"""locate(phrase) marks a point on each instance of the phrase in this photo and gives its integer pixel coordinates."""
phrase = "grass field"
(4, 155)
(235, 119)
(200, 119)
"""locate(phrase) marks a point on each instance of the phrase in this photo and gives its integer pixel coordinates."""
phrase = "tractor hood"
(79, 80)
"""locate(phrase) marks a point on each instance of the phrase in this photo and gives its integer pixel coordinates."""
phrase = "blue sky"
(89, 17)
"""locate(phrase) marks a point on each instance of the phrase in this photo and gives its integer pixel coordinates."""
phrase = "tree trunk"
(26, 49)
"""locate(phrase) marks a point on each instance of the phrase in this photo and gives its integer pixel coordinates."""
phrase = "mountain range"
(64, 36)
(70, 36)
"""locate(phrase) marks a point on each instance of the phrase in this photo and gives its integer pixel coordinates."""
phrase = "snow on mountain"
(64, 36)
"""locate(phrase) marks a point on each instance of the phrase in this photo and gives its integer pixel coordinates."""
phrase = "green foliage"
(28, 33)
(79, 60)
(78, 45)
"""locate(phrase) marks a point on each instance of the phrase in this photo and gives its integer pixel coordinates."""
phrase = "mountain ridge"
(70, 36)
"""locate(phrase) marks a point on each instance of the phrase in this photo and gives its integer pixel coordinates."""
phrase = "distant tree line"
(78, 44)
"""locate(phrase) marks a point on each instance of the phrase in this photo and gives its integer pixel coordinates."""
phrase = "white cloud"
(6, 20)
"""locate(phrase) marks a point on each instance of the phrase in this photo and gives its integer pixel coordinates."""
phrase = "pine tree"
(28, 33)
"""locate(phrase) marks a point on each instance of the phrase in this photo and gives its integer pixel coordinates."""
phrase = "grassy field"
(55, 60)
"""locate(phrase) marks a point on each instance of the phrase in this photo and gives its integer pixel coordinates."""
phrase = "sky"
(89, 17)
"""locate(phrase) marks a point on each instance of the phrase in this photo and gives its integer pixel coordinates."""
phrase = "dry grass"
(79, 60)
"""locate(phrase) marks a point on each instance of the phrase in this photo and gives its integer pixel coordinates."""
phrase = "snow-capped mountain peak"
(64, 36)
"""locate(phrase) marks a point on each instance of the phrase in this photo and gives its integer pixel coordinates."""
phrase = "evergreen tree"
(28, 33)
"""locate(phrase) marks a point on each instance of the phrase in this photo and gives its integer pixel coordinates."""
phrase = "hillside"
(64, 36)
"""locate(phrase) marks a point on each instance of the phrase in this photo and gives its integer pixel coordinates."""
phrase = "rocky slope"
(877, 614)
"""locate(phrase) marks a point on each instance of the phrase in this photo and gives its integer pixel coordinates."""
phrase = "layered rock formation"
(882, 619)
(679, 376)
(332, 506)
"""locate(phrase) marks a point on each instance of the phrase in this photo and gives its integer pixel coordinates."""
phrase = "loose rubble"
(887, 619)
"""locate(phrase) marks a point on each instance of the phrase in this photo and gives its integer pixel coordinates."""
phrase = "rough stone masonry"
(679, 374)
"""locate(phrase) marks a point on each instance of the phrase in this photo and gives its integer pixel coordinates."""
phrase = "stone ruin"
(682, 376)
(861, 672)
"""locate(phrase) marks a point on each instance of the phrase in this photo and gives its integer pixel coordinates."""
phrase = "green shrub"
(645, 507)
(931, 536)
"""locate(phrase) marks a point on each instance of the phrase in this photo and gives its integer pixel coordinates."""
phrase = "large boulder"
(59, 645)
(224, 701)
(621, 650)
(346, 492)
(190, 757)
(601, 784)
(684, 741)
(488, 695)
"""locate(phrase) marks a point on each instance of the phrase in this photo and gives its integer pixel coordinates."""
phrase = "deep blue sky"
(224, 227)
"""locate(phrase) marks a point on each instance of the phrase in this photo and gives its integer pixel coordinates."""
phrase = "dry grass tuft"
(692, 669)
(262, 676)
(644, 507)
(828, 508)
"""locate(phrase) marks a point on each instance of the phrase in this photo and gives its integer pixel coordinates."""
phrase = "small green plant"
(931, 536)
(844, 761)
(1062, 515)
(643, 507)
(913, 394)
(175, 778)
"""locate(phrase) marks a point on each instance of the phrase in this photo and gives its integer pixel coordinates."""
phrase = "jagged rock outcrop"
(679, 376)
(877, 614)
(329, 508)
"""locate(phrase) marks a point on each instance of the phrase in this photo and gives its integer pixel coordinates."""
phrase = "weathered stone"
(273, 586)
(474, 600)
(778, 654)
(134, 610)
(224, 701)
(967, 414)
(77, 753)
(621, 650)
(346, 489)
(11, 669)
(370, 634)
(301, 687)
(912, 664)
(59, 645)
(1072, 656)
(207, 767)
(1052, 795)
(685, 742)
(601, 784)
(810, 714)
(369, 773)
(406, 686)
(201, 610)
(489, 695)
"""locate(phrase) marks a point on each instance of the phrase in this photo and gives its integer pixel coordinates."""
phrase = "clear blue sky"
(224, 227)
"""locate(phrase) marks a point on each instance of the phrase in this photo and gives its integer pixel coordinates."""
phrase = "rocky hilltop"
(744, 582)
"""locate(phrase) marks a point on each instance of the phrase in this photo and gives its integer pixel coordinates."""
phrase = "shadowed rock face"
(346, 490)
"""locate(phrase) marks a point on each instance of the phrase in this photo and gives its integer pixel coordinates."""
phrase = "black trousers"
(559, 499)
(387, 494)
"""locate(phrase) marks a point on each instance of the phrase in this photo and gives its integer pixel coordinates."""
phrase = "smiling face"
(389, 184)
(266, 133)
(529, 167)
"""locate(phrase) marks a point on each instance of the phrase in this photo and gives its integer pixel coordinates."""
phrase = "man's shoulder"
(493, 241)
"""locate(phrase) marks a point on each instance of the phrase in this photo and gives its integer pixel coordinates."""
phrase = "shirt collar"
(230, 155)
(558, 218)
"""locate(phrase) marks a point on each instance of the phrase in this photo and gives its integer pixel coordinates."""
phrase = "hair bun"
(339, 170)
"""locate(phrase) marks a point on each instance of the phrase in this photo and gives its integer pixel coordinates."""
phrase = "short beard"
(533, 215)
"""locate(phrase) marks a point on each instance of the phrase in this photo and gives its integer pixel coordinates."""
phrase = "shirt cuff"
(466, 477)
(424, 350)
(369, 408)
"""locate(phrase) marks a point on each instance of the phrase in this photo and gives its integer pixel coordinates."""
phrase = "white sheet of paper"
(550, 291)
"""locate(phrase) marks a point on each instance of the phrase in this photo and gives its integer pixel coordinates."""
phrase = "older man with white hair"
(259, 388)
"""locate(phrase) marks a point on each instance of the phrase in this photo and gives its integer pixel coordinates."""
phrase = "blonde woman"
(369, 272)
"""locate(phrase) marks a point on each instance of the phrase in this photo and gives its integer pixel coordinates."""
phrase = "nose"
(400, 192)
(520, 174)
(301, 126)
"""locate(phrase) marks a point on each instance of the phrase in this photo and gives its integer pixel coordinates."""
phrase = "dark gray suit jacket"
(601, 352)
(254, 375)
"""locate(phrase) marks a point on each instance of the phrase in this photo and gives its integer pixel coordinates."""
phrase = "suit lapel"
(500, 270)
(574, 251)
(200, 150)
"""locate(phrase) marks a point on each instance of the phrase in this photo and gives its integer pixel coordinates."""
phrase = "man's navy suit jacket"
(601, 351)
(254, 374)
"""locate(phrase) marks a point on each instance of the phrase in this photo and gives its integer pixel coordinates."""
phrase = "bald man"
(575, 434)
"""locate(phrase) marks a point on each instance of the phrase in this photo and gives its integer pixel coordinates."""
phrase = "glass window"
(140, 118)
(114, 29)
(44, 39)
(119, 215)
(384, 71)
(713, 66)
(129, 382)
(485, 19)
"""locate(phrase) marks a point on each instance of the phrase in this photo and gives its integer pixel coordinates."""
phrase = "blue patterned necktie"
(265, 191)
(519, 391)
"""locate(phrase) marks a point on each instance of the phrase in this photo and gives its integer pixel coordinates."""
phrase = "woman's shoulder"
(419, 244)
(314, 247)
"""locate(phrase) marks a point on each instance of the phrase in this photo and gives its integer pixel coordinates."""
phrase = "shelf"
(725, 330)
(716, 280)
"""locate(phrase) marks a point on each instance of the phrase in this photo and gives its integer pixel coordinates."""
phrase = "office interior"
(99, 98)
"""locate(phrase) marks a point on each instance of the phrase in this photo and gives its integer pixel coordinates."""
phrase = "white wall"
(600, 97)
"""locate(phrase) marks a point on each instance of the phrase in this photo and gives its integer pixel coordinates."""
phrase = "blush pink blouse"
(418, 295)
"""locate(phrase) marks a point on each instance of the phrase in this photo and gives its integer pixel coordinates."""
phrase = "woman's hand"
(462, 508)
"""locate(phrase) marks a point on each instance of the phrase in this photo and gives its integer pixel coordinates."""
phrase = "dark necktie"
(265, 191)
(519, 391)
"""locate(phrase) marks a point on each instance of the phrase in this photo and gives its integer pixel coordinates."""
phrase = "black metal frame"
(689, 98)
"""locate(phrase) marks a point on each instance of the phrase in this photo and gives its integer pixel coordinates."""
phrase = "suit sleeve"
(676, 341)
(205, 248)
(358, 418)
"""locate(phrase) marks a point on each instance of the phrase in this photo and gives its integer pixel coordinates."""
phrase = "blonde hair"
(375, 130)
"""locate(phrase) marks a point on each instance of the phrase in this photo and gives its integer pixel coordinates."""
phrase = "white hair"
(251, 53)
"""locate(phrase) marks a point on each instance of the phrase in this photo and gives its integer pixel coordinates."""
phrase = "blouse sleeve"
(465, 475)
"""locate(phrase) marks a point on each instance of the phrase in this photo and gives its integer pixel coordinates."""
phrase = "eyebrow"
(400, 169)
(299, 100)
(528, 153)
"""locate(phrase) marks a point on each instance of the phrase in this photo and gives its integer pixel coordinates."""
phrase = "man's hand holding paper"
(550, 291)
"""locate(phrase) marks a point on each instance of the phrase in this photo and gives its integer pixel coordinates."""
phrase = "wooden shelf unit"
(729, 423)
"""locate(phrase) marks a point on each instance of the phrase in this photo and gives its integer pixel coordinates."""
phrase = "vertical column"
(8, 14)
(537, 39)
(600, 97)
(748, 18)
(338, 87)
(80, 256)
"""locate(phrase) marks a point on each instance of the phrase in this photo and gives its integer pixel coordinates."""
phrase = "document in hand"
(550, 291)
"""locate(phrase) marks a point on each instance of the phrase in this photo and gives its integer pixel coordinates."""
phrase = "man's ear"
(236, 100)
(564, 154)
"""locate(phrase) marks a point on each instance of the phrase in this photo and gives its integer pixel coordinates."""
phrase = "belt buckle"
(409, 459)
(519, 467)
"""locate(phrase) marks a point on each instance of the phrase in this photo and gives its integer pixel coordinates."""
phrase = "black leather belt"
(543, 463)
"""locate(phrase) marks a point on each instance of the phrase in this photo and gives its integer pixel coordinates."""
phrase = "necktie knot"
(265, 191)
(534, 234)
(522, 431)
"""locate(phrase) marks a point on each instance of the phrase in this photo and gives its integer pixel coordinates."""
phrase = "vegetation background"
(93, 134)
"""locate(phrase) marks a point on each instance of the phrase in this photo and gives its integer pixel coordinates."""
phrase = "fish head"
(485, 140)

• • • •

THE REQUEST. Show every line of the records that contains the word "shoulder".

SOLUTION.
phrase = "man's shoulder"
phrase = "woman's shoulder"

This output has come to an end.